→ **Problem to work on**:
Should a line below contain the word "dirt", report it.

____________

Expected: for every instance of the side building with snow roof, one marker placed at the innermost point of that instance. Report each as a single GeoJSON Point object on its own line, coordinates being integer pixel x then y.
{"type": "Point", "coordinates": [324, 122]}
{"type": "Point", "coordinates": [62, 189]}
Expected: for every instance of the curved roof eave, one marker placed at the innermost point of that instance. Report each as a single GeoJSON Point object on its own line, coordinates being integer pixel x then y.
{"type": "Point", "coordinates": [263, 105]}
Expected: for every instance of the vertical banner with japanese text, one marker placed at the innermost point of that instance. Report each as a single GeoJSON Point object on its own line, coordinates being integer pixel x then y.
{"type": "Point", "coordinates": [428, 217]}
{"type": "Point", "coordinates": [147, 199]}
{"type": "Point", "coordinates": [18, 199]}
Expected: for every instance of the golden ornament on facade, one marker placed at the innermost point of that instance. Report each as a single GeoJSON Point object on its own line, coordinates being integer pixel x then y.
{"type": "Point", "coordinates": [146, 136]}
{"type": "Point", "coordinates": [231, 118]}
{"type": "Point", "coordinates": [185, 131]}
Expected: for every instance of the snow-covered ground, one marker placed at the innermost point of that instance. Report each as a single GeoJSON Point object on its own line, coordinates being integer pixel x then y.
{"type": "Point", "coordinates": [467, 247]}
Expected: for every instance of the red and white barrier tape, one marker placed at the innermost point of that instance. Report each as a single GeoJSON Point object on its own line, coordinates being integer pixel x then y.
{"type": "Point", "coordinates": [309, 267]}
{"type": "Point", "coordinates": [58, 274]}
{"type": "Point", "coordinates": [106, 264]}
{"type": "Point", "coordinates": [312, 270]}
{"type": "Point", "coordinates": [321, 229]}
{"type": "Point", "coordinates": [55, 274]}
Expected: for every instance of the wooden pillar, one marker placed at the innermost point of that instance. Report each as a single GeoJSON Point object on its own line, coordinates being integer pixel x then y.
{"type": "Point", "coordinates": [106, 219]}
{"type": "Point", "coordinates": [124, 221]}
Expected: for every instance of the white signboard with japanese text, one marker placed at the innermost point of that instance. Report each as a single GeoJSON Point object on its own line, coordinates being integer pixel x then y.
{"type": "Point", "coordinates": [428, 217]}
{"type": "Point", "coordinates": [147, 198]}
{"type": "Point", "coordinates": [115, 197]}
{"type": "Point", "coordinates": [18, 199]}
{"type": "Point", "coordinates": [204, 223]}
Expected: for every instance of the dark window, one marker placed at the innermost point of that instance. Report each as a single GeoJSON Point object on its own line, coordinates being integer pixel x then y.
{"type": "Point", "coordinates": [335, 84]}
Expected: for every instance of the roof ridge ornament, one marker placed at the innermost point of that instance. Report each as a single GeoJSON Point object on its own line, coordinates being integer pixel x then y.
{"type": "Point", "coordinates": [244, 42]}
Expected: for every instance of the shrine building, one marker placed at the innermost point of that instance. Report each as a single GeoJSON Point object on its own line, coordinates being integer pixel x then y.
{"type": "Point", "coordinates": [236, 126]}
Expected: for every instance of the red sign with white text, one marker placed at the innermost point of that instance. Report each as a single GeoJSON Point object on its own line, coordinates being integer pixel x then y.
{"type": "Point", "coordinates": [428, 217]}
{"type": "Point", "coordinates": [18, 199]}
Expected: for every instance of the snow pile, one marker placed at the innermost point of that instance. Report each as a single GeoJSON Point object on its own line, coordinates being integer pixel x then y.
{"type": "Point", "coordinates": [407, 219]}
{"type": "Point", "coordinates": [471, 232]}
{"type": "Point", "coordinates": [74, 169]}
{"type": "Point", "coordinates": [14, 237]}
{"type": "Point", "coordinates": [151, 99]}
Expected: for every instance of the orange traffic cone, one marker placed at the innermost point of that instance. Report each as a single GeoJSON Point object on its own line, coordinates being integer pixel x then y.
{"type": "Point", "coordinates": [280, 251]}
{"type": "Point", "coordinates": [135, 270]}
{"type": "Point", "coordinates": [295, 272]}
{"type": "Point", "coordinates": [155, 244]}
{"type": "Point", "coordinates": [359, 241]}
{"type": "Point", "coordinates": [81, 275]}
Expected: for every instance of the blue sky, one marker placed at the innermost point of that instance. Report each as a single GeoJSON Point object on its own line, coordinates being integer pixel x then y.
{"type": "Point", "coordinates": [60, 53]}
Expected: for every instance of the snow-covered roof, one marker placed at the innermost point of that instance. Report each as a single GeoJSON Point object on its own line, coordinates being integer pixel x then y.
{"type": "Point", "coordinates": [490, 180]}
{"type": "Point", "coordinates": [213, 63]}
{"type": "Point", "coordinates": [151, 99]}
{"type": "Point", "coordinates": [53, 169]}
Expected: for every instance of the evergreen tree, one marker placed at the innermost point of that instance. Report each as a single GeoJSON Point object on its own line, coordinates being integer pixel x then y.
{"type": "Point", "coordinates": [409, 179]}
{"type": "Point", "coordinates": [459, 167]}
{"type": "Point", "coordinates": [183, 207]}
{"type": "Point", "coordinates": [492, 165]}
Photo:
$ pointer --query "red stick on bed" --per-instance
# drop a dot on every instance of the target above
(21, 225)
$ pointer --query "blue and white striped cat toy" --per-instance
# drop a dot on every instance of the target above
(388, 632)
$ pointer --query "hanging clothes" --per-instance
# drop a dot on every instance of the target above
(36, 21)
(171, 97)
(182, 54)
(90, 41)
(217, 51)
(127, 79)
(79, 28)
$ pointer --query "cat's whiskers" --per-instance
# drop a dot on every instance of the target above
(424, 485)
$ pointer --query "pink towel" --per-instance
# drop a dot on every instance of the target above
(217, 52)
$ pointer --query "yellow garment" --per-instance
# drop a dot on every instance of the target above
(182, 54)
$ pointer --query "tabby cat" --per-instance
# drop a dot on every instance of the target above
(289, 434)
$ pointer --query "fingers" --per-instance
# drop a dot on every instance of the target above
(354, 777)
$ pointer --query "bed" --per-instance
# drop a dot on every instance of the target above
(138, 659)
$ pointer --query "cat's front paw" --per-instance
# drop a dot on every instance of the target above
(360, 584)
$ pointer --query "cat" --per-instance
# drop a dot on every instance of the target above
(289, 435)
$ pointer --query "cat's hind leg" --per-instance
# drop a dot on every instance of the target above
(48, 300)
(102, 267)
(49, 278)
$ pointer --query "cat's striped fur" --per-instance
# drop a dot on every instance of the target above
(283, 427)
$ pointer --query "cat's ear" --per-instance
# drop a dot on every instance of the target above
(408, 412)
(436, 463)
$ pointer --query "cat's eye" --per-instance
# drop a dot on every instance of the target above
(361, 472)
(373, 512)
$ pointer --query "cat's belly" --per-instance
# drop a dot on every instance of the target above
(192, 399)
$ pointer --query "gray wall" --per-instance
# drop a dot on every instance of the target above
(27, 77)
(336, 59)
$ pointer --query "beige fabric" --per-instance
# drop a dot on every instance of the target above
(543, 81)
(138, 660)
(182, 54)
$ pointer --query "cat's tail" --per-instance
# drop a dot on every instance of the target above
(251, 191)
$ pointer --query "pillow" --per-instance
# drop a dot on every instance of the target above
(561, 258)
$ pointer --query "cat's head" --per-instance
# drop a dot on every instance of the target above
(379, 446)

____________

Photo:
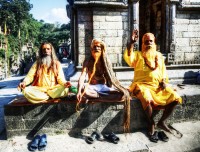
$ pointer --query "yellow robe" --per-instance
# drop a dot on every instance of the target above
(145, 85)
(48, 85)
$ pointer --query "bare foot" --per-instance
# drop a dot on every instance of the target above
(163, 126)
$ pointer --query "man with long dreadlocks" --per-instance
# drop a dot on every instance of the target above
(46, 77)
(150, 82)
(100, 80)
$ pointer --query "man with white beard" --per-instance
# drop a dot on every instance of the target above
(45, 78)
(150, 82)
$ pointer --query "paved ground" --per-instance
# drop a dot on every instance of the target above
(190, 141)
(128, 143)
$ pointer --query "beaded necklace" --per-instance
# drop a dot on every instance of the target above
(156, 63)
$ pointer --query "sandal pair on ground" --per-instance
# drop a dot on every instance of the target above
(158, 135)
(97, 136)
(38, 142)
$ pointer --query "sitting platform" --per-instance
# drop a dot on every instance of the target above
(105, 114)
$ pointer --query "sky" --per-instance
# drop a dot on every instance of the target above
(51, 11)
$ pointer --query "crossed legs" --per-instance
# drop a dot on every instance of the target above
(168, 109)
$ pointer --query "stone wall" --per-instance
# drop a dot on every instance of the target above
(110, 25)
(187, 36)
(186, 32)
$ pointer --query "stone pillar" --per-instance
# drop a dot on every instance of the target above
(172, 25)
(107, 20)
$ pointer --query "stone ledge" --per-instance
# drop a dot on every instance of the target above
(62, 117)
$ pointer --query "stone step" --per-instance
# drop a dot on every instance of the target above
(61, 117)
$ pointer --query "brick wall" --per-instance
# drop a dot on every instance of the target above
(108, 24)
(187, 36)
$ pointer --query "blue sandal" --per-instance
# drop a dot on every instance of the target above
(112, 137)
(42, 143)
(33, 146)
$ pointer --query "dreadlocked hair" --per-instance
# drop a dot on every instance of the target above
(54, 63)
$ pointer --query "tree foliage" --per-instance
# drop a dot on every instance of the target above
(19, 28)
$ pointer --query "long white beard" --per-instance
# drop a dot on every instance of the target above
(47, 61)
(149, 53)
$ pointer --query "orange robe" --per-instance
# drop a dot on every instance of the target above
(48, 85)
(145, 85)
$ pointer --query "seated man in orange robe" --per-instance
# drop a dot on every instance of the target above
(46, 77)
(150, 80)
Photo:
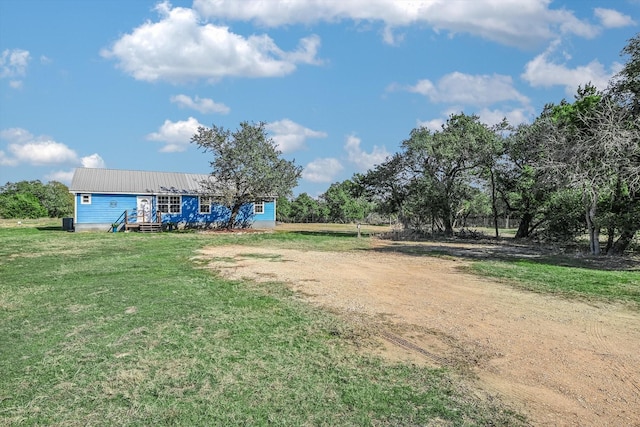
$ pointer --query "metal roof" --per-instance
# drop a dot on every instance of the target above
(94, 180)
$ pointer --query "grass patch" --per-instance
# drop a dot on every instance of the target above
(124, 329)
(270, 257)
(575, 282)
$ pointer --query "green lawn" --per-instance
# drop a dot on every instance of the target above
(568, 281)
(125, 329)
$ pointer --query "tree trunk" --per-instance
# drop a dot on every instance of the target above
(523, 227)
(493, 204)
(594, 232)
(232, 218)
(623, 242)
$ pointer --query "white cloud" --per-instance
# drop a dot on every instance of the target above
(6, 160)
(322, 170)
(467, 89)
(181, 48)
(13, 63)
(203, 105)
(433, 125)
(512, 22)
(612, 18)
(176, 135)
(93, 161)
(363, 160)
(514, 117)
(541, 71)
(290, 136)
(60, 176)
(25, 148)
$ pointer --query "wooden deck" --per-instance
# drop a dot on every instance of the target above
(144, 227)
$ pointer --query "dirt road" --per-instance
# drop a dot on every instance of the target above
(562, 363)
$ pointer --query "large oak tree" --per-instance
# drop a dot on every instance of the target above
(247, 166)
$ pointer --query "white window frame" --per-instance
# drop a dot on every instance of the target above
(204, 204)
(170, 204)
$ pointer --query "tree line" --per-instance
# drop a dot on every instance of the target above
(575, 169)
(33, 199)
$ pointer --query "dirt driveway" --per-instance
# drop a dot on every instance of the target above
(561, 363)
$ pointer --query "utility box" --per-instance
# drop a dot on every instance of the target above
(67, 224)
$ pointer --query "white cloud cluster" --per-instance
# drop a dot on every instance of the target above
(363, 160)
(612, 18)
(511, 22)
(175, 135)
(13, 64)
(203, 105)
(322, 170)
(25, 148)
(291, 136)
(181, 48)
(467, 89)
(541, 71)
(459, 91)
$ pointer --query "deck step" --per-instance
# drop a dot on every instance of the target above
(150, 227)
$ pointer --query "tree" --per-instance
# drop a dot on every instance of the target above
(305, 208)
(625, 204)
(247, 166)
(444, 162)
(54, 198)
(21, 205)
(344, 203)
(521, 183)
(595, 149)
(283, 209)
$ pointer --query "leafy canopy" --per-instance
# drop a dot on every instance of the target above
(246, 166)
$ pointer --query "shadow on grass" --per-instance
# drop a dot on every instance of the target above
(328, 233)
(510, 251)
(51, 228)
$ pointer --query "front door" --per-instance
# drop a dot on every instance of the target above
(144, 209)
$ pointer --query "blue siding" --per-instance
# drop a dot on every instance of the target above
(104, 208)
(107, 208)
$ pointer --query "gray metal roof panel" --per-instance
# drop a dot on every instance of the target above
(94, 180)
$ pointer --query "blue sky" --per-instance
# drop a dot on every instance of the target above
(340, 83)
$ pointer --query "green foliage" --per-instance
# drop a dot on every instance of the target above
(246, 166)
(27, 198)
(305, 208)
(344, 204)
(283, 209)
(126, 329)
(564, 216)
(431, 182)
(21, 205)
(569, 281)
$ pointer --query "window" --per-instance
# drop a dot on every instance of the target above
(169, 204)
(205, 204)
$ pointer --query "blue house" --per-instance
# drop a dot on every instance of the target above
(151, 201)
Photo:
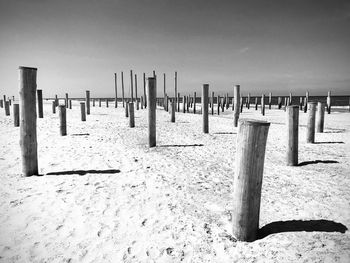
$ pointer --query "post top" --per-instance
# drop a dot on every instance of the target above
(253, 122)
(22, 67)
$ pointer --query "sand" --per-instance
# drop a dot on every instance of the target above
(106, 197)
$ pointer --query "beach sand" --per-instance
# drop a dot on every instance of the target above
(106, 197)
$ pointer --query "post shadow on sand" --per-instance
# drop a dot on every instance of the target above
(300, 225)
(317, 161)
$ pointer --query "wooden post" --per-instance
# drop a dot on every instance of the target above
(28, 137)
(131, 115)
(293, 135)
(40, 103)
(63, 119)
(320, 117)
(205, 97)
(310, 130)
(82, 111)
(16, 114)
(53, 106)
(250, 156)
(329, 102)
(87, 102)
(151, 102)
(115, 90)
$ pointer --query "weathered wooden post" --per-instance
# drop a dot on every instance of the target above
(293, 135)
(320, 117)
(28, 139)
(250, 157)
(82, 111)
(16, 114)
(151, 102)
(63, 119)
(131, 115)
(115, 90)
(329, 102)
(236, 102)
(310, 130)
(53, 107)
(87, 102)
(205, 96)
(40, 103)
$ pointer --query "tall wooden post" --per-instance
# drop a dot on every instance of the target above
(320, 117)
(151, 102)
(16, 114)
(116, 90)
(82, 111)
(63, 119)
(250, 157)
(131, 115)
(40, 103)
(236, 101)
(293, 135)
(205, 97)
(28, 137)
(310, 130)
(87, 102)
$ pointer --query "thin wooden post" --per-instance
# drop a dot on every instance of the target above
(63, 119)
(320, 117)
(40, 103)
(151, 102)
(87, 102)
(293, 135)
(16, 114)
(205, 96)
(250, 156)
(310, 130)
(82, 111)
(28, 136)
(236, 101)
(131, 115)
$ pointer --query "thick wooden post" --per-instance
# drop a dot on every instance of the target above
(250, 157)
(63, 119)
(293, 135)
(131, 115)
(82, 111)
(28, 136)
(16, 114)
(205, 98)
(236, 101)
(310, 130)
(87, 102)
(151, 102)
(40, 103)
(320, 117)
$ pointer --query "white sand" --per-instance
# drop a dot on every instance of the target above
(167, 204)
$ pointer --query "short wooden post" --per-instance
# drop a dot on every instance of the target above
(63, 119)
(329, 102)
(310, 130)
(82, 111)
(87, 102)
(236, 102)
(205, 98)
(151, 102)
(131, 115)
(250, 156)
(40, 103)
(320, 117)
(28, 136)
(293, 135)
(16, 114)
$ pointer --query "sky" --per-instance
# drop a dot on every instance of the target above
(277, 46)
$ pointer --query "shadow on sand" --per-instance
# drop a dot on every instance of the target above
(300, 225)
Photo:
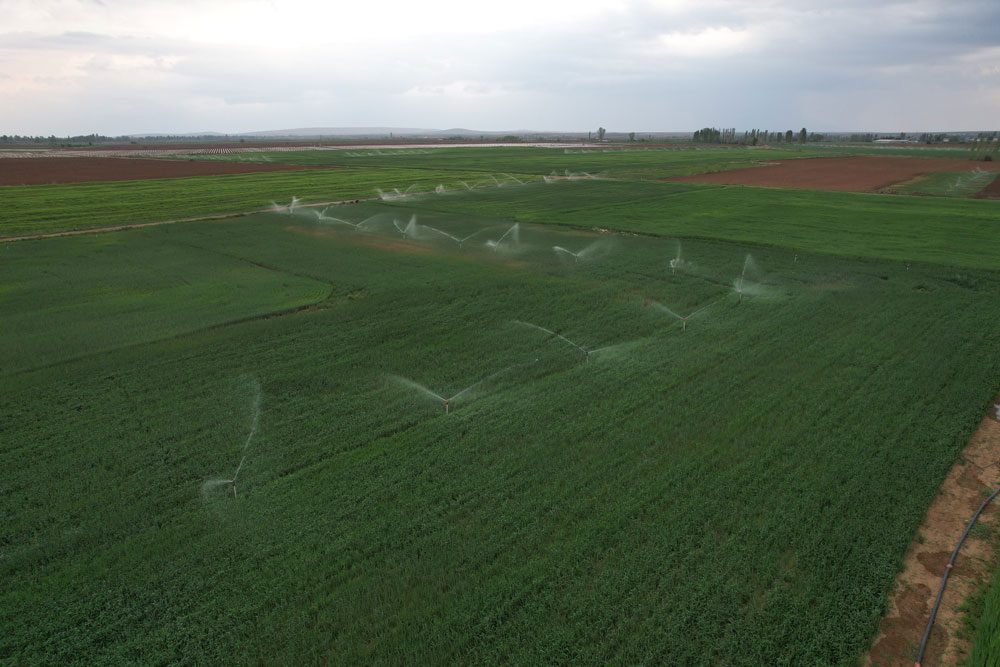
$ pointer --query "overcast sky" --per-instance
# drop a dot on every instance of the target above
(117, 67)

____________

→ **Exercise result**:
$ pointer --query "dirt road" --per-instance
$ pointer --query "dirt driveway" --per-instance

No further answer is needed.